▶ **TEXTO FORNECIDO**:

****************

O rio não entendeu que aqui não era rio. Para ele era tudo rio
FÉLIX MENEGUELI
Morador de Iconha
Lá de cima, elas assistiam a dois carros sendo arrastados e ouviram a casa ao lado desabando, sem saber se era a delas porque a energia acabou. Naquela madrugada o escuro foi um dos muitos dramas dos moradores, que só viram a luz voltar um dia depois.
Não faltam histórias de gente que passou horas presa em alguma laje ou rua alta até a água baixar. Ou pior: agarrada a um coqueiro, como um senhor de 70 anos que só desceu de lá completamente nu, ou segurando no batente da janela, como um casal de idosos. Em ambos os casos, só o rosto ficou para fora da água.
Vinte bairros isolados
Mais de 30 pontes caíram e cerca de 20 bairros ainda estão isolados na região, recebendo comida e mantimentos através dos bombeiros. Só nesta quinta (23) a corporação, com 200 agentes no total, conseguiu começar a ajudar a população na limpeza.
Chegou também pela manhã a tão esperada caravana do Exército. Cerca de 50 militares desembarcaram em Iconha após um pedido da prefeitura. Dias antes, o governo estadual havia dito que eles não seriam necessários, o que causou revolta na população.
A Defesa Civil Nacional, subordinada ao Ministério do Desenvolvimento Regional, diz que técnicos estão na região desde o primeiro dia após as chuvas avaliando os danos e se reunindo com as autoridades locais. Eles agora esperam o estado e o município levantarem os danos para pedirem recursos.
O governador do Espírito Santo, Renato Casagrande (PSB), anunciou que vai repassar R$ 3 mil às famílias com renda de até três salários mínimos. Às empresas, prometeu a abertura de linhas de financiamento emergencial, o estorno do ICMS e o adiamento dos prazos de dívidas com o BNDES, entre outras medidas. Também foi aberta uma conta para doações às vítimas.
Vice-prefeito perdeu R$ 1 milhão
Descalço no meio da rua, o vice-prefeito de Iconha, Mauri Monteiro, é um dos que tenta recuperar seus dois comércios, contabilizando um prejuízo próprio de mais de R$ 1 milhão. Ele estima que quase 100% das 250 empresas na cidade foram atingidas.

****************

▶ **INFORMAÇÕES**:
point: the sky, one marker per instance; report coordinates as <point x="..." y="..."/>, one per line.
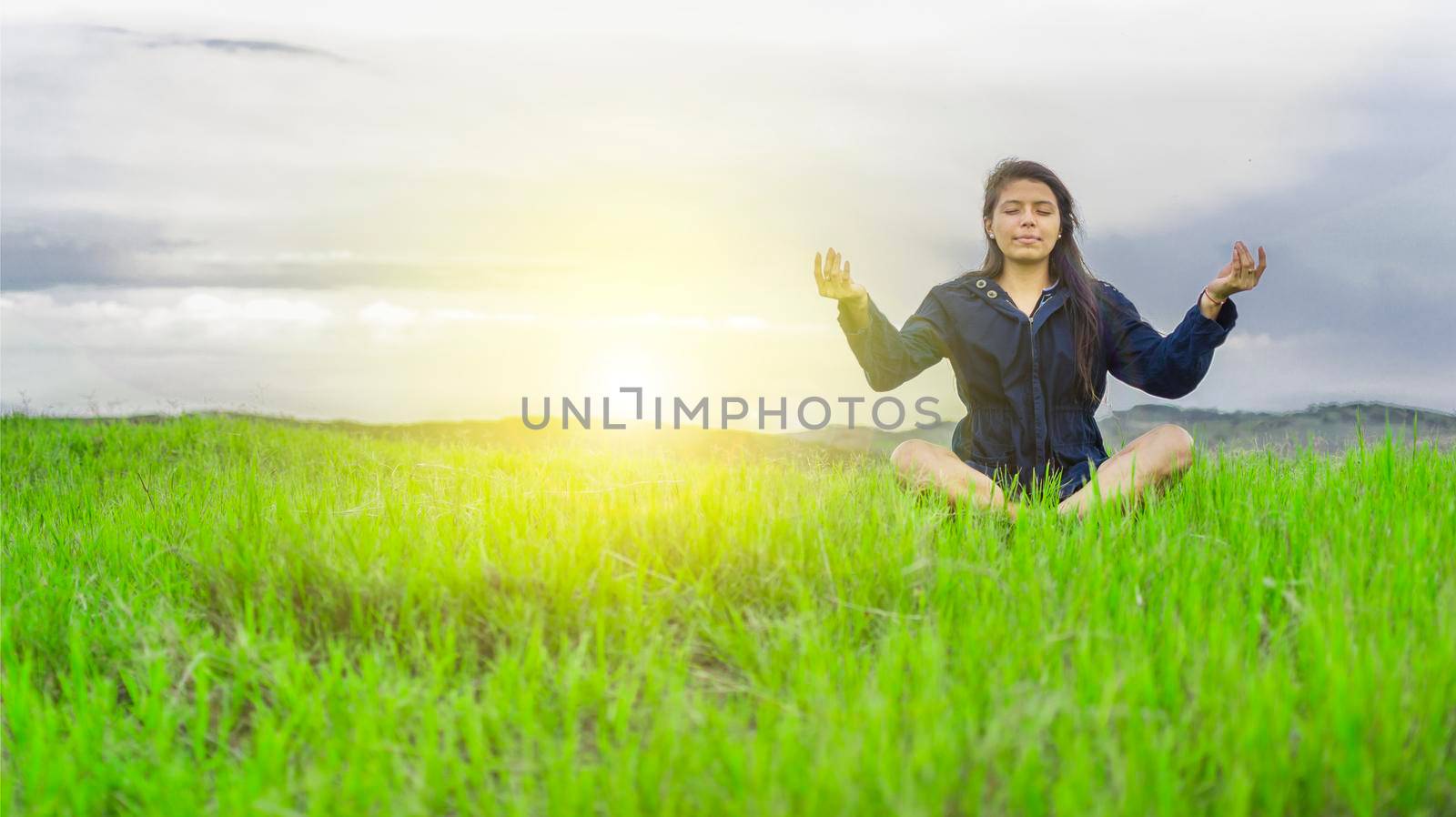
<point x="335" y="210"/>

****************

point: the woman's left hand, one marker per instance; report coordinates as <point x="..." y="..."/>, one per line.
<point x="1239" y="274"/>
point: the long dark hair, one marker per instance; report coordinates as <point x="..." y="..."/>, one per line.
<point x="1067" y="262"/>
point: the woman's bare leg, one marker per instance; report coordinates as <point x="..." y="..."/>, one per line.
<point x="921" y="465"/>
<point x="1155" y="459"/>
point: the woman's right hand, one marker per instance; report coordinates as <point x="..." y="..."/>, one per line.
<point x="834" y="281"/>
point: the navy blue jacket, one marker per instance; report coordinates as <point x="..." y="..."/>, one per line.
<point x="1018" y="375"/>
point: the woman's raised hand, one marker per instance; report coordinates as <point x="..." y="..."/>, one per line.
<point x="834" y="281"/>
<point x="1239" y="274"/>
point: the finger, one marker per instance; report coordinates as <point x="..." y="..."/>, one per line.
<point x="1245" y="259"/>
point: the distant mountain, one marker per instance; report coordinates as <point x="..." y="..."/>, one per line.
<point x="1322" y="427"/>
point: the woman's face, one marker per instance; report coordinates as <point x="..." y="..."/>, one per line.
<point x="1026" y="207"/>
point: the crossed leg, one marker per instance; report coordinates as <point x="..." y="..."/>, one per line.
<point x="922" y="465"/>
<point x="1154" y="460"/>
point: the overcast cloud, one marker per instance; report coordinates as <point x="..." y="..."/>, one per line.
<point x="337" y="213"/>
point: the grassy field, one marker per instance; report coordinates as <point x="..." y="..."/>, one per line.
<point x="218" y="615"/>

****************

▶ **TAREFAS OBRIGATÓRIAS**:
A: Transcreva da reportagem sobre a enchente em Iconha o trecho que começa em "O governador do" e termina em "cidade foram atingidas.".
B: Reescreva em forma de lista o parágrafo da reportagem sobre a enchente em Iconha que começa com "O governador do Espírito Santo", mantendo os fatos principais.
C: Dê continuidade à reportagem sobre a enchente em Iconha a partir do ponto em que ela termina.
Os itens não têm nenhuma relação com a reportagem sobre a enchente em Iconha.

▶ **RESPOSTAS ÀS TAREFAS**:
A:
O governador do Espírito Santo, Renato Casagrande (PSB), anunciou que vai repassar R$ 3 mil às famílias com renda de até três salários mínimos. Às empresas, prometeu a abertura de linhas de financiamento emergencial, o estorno do ICMS e o adiamento dos prazos de dívidas com o BNDES, entre outras medidas. Também foi aberta uma conta para doações às vítimas.
Vice-prefeito perdeu R$ 1 milhão
Descalço no meio da rua, o vice-prefeito de Iconha, Mauri Monteiro, é um dos que tenta recuperar seus dois comércios, contabilizando um prejuízo próprio de mais de R$ 1 milhão. Ele estima que quase 100% das 250 empresas na cidade foram atingidas.

B:
- O governador do Espírito Santo, Renato Casagrande (PSB), anunciou o repasse de R$ 3 mil às famílias com renda de até três salários mínimos.
- Às empresas, prometeu linhas de financiamento emergencial, estorno do ICMS e adiamento dos prazos de dívidas com o BNDES, entre outras medidas.
- Foi aberta uma conta para doações às vítimas.

C:
— Nós não temos mais diferença de classe. O funcionário tá sem emprego, e o patrão tá com dívida. Eu estou preocupada com o futuro — diz Arlene Bernarde, que tem coordenado a distribuição da alimentação pela igreja da cidade.
Ela já tem a entrega voluntária de mais de 3 mil refeições diárias garantidas até a próxima segunda-feira (27). De tempos em tempos, grupos passam em caminhonetes gritando "marmita!" e entregando garrafas de água mineral pelas ruas. A galocha é item quase obrigatório e já tem alguns modelos esgotados na capital.
O único hospital do município, destruído e com um carro na vertical ainda encravado na entrada, teve os atendimentos transferidos e improvisados no centro de assistência social Cras (centro de assistência social), na parte alta.
Além da distribuição de comida, a igreja abriga sete famílias desalojadas. Dessas, três passam pela sua segunda ou terceira tragédia. São refugiados venezuelanos como a balconista Ana Mota, 39, que chegou ao Brasil há um ano com o marido e os três filhos.
— Primeiro deixamos a família na Venezuela, depois vivemos na rua por um mês em Roraima, agora perdemos tudo de novo — diz, chorando. Mas ela não reclama:
— Aqui a fila para pegar marmita é de 30 pessoas, na fronteira era de 400 pessoas.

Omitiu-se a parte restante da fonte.